• _WORK TO BE COMPLETED_
Collect every line of the material that contains the string "item", with case taken into account.

• _GIVEN DATA_
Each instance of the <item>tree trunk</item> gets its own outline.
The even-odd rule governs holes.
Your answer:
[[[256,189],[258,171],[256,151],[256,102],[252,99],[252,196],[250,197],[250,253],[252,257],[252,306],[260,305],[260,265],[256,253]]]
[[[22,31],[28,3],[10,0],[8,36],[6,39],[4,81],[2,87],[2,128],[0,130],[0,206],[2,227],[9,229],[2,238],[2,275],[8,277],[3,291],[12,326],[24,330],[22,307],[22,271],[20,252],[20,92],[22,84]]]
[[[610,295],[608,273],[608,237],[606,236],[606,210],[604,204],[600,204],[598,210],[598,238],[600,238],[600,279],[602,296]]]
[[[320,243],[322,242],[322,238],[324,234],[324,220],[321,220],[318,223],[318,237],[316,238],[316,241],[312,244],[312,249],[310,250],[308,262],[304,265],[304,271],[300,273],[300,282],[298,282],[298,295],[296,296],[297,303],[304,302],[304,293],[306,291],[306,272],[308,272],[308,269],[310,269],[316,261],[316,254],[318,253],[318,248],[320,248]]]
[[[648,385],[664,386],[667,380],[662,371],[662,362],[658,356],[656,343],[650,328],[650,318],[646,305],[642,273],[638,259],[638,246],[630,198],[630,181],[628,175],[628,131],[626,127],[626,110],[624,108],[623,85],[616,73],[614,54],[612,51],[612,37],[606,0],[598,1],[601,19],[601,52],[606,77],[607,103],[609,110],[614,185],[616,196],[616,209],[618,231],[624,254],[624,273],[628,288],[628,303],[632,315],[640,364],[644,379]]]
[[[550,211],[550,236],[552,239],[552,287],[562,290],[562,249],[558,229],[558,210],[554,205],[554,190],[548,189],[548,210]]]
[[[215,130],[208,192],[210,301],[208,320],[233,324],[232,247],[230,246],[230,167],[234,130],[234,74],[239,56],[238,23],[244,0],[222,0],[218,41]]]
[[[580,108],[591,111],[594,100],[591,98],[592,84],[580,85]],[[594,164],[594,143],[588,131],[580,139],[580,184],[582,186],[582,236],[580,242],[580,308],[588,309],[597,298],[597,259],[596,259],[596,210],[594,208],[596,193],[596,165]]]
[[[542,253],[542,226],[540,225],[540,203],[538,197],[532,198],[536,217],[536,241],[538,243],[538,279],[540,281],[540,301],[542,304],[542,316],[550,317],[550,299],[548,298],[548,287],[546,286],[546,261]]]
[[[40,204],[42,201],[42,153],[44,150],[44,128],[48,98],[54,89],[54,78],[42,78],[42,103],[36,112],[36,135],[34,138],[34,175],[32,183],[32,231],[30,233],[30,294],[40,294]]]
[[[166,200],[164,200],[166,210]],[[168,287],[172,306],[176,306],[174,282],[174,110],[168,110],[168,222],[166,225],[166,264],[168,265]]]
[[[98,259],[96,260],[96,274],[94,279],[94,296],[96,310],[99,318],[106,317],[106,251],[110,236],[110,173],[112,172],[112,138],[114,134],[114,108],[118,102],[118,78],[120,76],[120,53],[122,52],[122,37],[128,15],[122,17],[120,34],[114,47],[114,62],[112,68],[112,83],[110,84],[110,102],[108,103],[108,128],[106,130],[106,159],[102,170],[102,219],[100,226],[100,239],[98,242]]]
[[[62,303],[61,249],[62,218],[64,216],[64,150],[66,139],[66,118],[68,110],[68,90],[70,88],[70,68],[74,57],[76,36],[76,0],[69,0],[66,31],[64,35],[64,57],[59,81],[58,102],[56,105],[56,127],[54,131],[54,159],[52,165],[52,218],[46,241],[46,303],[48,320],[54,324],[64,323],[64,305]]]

• _TASK RESPONSE_
Each instance of the <item>tree trunk</item> gets its own outline.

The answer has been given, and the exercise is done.